## Cuplikan Teks

+-------+

Di pojok Kecamatan Balik Bukit, di sebuah tikungan waktu bernama Umbul Limau, berdiri sebuah pedukuhan kecil yang nyaris terhapus dari peta dunia. Keluar masuknya hanya lewat jalur sempit, licin, dan terjal — sebuah urat tanah yang hanya sanggup dipijak kuda beban atau kerbau plered yang tabah menunduk.
Namun orang-orang di sana punya dada
yang lebih lebar dari jalannya. Dengan cangkul, belencong, dan parang seadanya,
mereka mencungkil tanah, menata pepohonan dan rumpun bambu, serta memperlebar
jalur yang kini di kenal dengan tanjakan haliyan ghubok sedikit demi sedikit.
Dalam peluh yang bercampur lumpur, lahir kesepakatan mengganti nama umbulan
menjadi Sukarami— sebuah doa agar kelak umbulan tak lagi sepi, ramai bukan
karena bencana, tapi karena kehidupan yang tumbuh penuh warna.

+-------+

## Data yang Diberikan
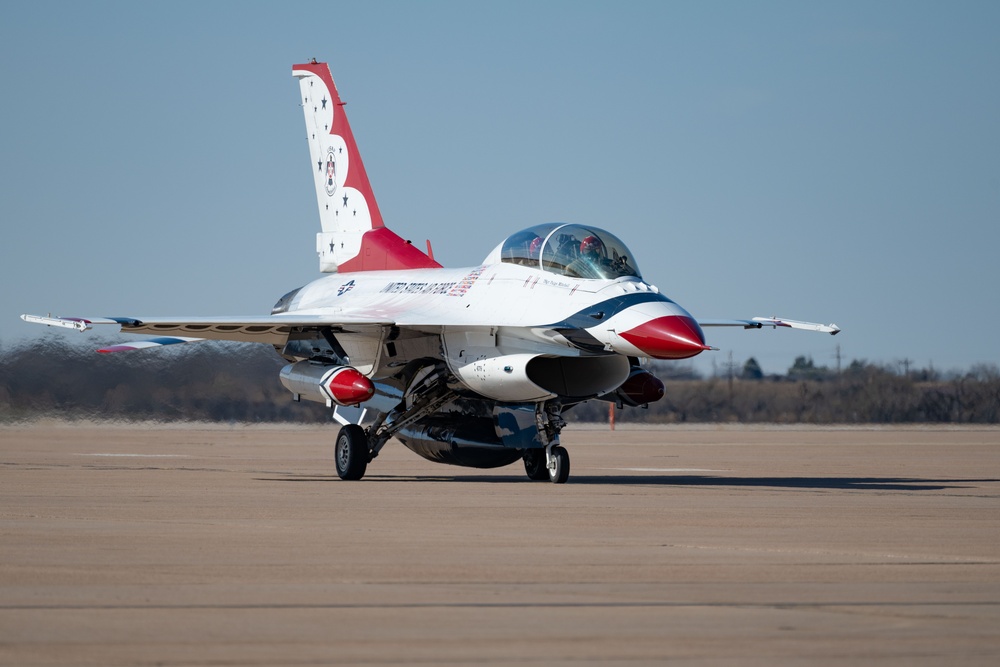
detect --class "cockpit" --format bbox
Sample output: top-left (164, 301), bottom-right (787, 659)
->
top-left (499, 222), bottom-right (640, 280)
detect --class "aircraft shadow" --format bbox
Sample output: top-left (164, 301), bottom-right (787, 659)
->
top-left (257, 474), bottom-right (1000, 491)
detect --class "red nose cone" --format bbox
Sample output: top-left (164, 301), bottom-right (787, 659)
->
top-left (621, 315), bottom-right (712, 359)
top-left (325, 367), bottom-right (375, 405)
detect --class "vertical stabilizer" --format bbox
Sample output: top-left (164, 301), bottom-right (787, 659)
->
top-left (292, 61), bottom-right (440, 273)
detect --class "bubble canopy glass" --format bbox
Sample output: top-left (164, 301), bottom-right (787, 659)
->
top-left (500, 222), bottom-right (641, 280)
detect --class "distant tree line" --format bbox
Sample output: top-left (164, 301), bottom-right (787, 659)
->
top-left (0, 334), bottom-right (1000, 424)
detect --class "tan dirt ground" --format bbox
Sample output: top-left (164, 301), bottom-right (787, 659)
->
top-left (0, 422), bottom-right (1000, 665)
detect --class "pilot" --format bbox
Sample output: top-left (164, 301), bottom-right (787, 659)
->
top-left (566, 234), bottom-right (607, 278)
top-left (503, 230), bottom-right (542, 266)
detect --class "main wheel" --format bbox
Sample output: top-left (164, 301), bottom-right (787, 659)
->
top-left (524, 449), bottom-right (549, 482)
top-left (334, 424), bottom-right (368, 479)
top-left (548, 446), bottom-right (569, 484)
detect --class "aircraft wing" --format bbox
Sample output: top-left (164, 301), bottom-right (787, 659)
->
top-left (698, 317), bottom-right (840, 336)
top-left (21, 313), bottom-right (393, 352)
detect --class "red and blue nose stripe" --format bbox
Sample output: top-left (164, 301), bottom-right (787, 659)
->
top-left (619, 315), bottom-right (712, 359)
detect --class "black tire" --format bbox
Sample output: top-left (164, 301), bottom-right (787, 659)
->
top-left (333, 424), bottom-right (369, 480)
top-left (524, 449), bottom-right (549, 482)
top-left (548, 447), bottom-right (569, 484)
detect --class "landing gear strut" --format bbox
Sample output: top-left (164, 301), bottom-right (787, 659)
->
top-left (536, 401), bottom-right (569, 484)
top-left (524, 449), bottom-right (549, 482)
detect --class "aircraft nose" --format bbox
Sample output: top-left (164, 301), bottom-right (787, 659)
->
top-left (619, 315), bottom-right (712, 359)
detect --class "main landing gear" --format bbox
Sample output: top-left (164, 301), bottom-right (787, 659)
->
top-left (524, 401), bottom-right (569, 484)
top-left (334, 365), bottom-right (454, 480)
top-left (334, 424), bottom-right (370, 480)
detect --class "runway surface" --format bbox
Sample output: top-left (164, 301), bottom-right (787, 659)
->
top-left (0, 423), bottom-right (1000, 665)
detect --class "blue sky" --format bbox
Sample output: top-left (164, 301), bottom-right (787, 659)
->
top-left (0, 2), bottom-right (1000, 372)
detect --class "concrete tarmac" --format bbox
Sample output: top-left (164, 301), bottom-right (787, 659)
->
top-left (0, 423), bottom-right (1000, 665)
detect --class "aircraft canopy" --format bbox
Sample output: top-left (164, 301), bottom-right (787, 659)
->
top-left (500, 222), bottom-right (641, 280)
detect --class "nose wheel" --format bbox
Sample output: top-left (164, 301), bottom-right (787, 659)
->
top-left (545, 445), bottom-right (569, 484)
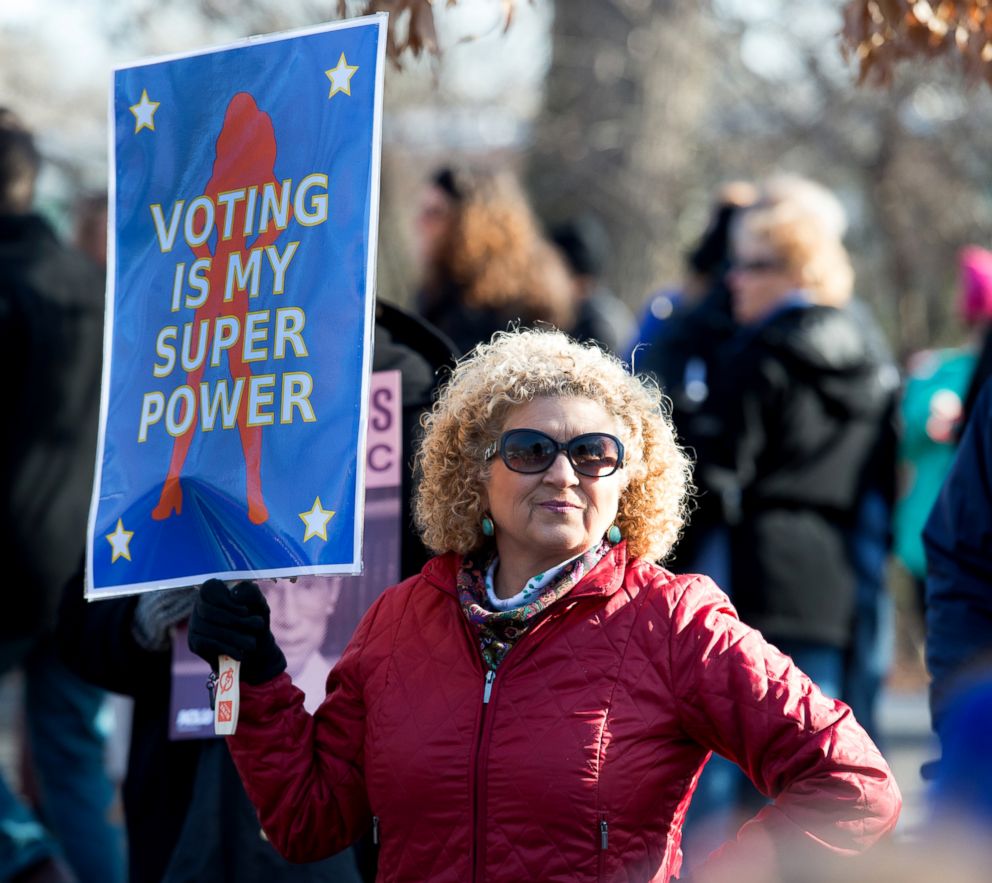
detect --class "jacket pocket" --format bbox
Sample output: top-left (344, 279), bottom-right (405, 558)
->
top-left (596, 815), bottom-right (610, 881)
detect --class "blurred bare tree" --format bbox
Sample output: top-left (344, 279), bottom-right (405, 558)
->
top-left (529, 0), bottom-right (712, 304)
top-left (0, 0), bottom-right (992, 353)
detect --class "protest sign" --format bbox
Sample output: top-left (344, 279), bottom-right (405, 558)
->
top-left (86, 15), bottom-right (386, 598)
top-left (169, 371), bottom-right (403, 739)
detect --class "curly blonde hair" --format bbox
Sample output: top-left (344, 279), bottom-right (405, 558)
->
top-left (740, 175), bottom-right (854, 307)
top-left (438, 168), bottom-right (573, 327)
top-left (414, 329), bottom-right (691, 561)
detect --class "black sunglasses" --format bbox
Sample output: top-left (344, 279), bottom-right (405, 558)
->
top-left (485, 429), bottom-right (623, 478)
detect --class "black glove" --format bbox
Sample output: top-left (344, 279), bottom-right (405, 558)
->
top-left (189, 579), bottom-right (286, 684)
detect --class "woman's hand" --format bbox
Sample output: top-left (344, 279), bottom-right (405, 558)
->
top-left (189, 579), bottom-right (286, 684)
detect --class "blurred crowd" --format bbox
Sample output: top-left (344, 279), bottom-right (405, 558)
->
top-left (0, 95), bottom-right (992, 883)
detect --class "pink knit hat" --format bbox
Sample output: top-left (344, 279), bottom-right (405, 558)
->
top-left (958, 245), bottom-right (992, 325)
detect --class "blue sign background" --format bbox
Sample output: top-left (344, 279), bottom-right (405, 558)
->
top-left (87, 16), bottom-right (384, 596)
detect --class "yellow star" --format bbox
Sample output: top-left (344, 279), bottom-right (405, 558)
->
top-left (107, 518), bottom-right (134, 564)
top-left (300, 497), bottom-right (334, 543)
top-left (130, 89), bottom-right (161, 135)
top-left (324, 52), bottom-right (358, 98)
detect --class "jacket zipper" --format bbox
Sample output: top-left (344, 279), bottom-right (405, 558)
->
top-left (463, 607), bottom-right (571, 881)
top-left (598, 818), bottom-right (610, 880)
top-left (472, 668), bottom-right (496, 880)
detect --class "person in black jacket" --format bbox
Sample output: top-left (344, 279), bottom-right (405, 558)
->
top-left (722, 186), bottom-right (892, 696)
top-left (0, 108), bottom-right (124, 883)
top-left (59, 302), bottom-right (457, 883)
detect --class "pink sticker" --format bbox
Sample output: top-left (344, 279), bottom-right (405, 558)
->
top-left (365, 371), bottom-right (403, 488)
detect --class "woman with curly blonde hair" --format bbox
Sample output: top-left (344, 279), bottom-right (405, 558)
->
top-left (190, 330), bottom-right (899, 883)
top-left (415, 167), bottom-right (574, 352)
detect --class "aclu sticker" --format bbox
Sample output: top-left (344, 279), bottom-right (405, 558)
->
top-left (87, 16), bottom-right (385, 597)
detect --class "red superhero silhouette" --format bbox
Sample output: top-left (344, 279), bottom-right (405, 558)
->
top-left (152, 92), bottom-right (292, 524)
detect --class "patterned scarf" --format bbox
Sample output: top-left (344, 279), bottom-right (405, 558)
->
top-left (457, 539), bottom-right (612, 670)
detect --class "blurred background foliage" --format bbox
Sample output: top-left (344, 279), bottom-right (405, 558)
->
top-left (0, 0), bottom-right (992, 355)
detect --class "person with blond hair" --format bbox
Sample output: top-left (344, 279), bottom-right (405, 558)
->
top-left (189, 330), bottom-right (900, 883)
top-left (722, 186), bottom-right (894, 696)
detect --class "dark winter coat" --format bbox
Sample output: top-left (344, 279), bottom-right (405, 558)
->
top-left (0, 215), bottom-right (103, 639)
top-left (228, 543), bottom-right (900, 883)
top-left (723, 306), bottom-right (892, 647)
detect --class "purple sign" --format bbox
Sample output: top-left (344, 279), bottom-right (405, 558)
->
top-left (169, 371), bottom-right (403, 739)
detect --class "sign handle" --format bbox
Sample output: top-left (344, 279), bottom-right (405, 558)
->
top-left (214, 654), bottom-right (241, 736)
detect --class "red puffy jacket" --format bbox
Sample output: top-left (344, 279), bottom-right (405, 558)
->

+-------+

## Tugas A
Tentukan apakah tiap pernyataan ini sesuai dengan teks tentang pedukuhan Umbul Limau, lalu jawab ya atau tidak sambil mengutip persis kata-kata teks yang menjadi penentunya: (i) Jalan keluar masuk pedukuhan itu lebar dan landai. (ii) Warga memakai cangkul, belencong, dan parang untuk mengerjakan jalur itu. (iii) Nama umbulan diganti menjadi Sukarami.
## Tugas B
Tuliskan ulang tanpa perubahan bagian teks tentang Umbul Limau di antara "Dalam peluh yang" dan "tumbuh penuh warna.", termasuk kedua batas itu.
## Tugas C
Lanjutkan kisah tentang pedukuhan yang kini bernama Sukarami itu, mulai dari kalimat terakhir yang tertulis.

## Jawaban A
(i) Tidak: "Keluar masuknya hanya lewat jalur sempit, licin, dan terjal"
(ii) Ya: "Dengan cangkul, belencong, dan parang seadanya"
(iii) Ya: "lahir kesepakatan mengganti nama umbulan menjadi Sukarami"

## Jawaban B
Dalam peluh yang bercampur lumpur, lahir kesepakatan mengganti nama umbulan
menjadi Sukarami— sebuah doa agar kelak umbulan tak lagi sepi, ramai bukan
karena bencana, tapi karena kehidupan yang tumbuh penuh warna.

## Jawaban C
Bagi kaum masyarakat tua Sukarami, atau
siapa pun yang di era 80-an pernah menapaki Tanjakan Hiliyan Ghubok, tiap
lekuknya menyimpan bab cerita. Ada Bah Linsuh, tempat perlintasan harimau yang
kadang meninggalkan bekas tapak kaki di tanah becek. Ada Simpang Bamban, tempat
napas ditarik panjang sebelum menantang spot berikutnya. Teba Kupit yang sempit
— hanya muat untuk satu kuda, sapi, atau kebo beban. Jika dua rombongan
berpapasan di sana, salah satunya harus mengalah dan menunggu.
Ada juga Rumpun Skala seperti pos jaga
alam, tempat orang menunggu giliran melewati Teba Kupit. Simpangan Way Kedu dan
Bah Kedu menyimpan cerita mistis —
tentang makhluk tak kasad mata, kerap melintas ular besar. Ada pula Tikungan
Among Mardani: menurun, menikung tajam 90 derajat, selain perlu menjaga keseimbangan juga perlu
mengatur napas. Dan di kaki tanjakan, berdirilah Jerambah Way Ghubok — awalnya
jerambah terbuat dari bamboo betung
bertumpuk, lalu berubah menjadi jerambah kayu beratap seng. Tempat berteduh
dari hujan, atau sekadar mengatur napas sebelum menanjak.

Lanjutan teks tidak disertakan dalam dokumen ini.